Please output exactly the run of lines that starts at the line with "Point out every instance of the dark stained" and ends at the last line of the records below.

Records >>
○ ○ ○ ○ ○

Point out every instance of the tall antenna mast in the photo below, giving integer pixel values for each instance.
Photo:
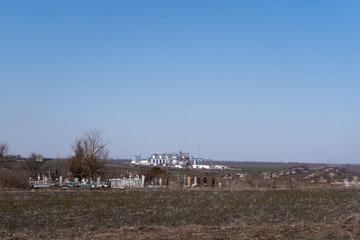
(199, 148)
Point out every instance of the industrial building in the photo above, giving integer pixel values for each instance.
(178, 159)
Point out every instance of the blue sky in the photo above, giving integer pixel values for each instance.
(250, 80)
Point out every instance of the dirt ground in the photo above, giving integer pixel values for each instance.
(346, 230)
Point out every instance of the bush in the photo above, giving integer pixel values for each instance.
(13, 179)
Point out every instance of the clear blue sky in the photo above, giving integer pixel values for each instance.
(250, 80)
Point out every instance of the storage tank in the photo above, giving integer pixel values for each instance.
(168, 159)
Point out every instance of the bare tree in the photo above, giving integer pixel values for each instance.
(90, 154)
(33, 164)
(4, 148)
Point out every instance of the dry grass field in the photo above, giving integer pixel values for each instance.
(181, 214)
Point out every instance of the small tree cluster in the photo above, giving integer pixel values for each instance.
(90, 155)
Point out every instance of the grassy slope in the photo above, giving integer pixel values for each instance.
(63, 213)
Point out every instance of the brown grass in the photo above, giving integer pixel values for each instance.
(177, 214)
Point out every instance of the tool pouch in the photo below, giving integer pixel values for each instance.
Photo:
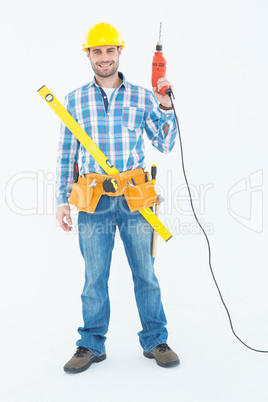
(140, 196)
(84, 197)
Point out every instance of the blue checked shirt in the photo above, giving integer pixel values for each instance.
(115, 127)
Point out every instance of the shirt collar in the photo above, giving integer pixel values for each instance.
(120, 75)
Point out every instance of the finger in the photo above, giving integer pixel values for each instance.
(64, 225)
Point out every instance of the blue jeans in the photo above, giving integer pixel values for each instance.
(96, 240)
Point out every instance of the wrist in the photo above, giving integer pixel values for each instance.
(165, 107)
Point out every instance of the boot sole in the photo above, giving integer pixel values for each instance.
(168, 364)
(96, 359)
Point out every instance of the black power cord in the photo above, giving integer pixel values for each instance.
(170, 94)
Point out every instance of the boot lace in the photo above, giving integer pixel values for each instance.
(80, 351)
(163, 347)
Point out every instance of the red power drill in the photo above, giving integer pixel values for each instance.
(159, 65)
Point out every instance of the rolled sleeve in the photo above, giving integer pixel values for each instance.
(67, 155)
(155, 122)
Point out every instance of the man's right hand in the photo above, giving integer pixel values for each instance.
(62, 212)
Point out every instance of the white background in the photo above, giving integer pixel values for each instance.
(217, 61)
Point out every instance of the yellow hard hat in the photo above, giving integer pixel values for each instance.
(102, 34)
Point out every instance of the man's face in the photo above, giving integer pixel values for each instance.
(104, 60)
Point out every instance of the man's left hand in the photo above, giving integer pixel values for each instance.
(163, 99)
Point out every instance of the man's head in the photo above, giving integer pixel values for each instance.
(103, 44)
(104, 59)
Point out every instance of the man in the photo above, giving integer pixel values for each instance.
(114, 114)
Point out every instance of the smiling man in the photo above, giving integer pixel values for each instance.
(114, 113)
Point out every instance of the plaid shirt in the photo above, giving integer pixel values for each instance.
(115, 127)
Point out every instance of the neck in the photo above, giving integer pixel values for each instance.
(109, 82)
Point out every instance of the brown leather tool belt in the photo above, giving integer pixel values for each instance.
(134, 184)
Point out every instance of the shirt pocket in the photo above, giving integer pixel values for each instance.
(132, 117)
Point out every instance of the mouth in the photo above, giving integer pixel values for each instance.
(105, 65)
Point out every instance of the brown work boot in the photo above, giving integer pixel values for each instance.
(164, 356)
(81, 360)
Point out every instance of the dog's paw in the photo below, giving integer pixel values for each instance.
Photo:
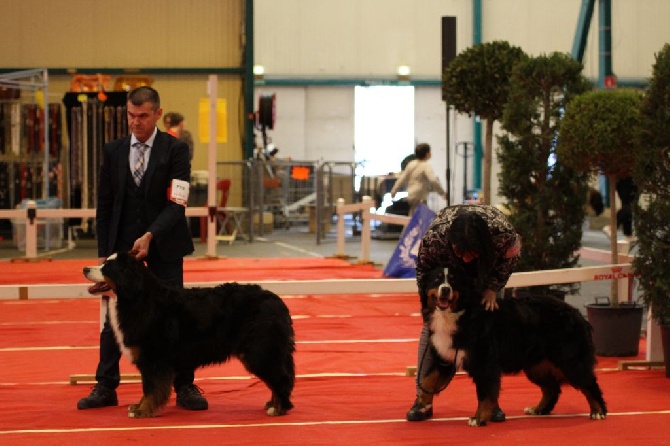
(476, 422)
(530, 411)
(598, 416)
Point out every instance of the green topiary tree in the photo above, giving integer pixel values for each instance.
(599, 134)
(477, 82)
(545, 196)
(652, 176)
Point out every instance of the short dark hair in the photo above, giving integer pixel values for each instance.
(469, 232)
(422, 150)
(143, 94)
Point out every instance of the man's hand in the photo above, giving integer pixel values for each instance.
(140, 248)
(489, 300)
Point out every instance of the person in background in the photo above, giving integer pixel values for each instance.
(627, 192)
(137, 212)
(174, 125)
(419, 177)
(480, 247)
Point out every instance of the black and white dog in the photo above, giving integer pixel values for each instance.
(164, 330)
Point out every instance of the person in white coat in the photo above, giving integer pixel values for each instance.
(419, 177)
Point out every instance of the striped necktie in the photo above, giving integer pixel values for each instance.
(138, 169)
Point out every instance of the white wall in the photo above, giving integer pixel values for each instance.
(334, 39)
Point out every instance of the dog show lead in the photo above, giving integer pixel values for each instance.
(474, 242)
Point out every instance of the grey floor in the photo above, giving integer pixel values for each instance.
(297, 241)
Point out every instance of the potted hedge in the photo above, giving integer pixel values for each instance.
(544, 194)
(652, 213)
(477, 82)
(598, 134)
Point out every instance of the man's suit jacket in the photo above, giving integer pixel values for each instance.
(168, 160)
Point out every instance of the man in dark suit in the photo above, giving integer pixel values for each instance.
(139, 210)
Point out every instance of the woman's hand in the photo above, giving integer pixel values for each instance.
(489, 300)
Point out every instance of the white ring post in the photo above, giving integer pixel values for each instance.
(212, 92)
(340, 229)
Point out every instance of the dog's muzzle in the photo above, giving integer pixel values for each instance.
(444, 297)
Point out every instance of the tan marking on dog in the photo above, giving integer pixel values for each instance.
(443, 326)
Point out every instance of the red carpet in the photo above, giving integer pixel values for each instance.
(351, 356)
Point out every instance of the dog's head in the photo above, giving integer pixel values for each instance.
(120, 270)
(440, 294)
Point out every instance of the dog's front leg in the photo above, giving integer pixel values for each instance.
(488, 390)
(156, 392)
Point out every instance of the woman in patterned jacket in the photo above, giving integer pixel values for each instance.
(477, 244)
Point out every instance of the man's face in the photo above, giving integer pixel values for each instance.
(142, 119)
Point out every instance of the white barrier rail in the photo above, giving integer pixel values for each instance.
(366, 218)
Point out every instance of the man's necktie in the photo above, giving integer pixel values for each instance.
(138, 169)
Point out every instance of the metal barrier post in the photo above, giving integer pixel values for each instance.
(31, 229)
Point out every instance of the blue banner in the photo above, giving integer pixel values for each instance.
(403, 261)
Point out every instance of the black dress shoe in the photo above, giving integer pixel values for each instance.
(419, 412)
(190, 397)
(100, 396)
(497, 416)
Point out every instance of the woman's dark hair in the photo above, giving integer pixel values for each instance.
(422, 150)
(469, 232)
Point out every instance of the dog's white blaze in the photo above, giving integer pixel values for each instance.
(94, 273)
(443, 326)
(118, 334)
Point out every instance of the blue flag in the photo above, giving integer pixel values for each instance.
(403, 261)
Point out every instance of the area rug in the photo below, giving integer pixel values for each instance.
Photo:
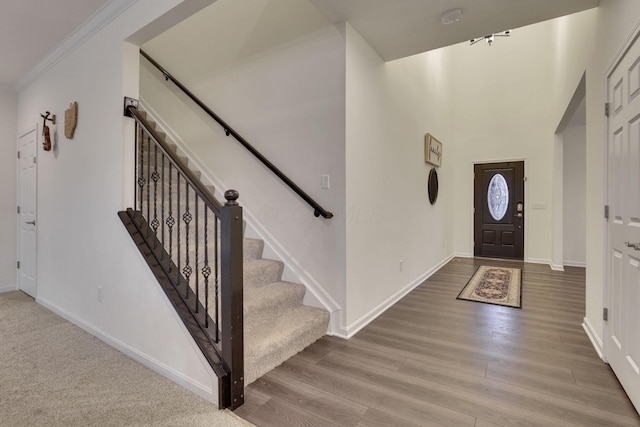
(494, 285)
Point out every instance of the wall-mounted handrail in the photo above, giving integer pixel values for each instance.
(317, 209)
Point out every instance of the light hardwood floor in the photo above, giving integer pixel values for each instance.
(435, 360)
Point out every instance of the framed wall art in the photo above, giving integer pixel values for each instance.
(432, 150)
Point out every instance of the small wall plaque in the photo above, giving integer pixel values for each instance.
(432, 150)
(70, 120)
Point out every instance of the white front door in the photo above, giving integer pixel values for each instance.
(623, 135)
(27, 179)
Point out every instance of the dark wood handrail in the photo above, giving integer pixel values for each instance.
(317, 209)
(189, 176)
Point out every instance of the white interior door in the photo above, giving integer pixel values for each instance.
(623, 333)
(27, 179)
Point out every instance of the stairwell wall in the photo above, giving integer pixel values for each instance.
(82, 245)
(395, 237)
(8, 203)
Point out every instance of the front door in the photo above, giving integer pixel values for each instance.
(623, 139)
(499, 210)
(27, 167)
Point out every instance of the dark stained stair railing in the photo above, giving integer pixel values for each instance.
(193, 245)
(317, 209)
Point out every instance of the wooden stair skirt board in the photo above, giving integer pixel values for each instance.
(276, 323)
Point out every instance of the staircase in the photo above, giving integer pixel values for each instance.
(276, 323)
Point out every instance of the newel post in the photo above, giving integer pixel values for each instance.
(232, 298)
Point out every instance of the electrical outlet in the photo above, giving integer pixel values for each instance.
(324, 182)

○ ○ ○ ○ ○

Result of this task >>
Point out every instance of the dark stained stair railing in the photo above, giving integer pixel values for each instance.
(193, 245)
(317, 209)
Point out every instance of the wooden stair skirt board in the photo above, giving integer pixel values for each instance.
(276, 323)
Point out every instance of the staircase in the photo above, giving integer pixel values for each instance.
(276, 323)
Point out every instance of the newel post in the photo above, giving integer pixel values for each instance.
(232, 298)
Point out every instance of the electrical outlet in the photo above, giving integer pixel values for each instance.
(324, 182)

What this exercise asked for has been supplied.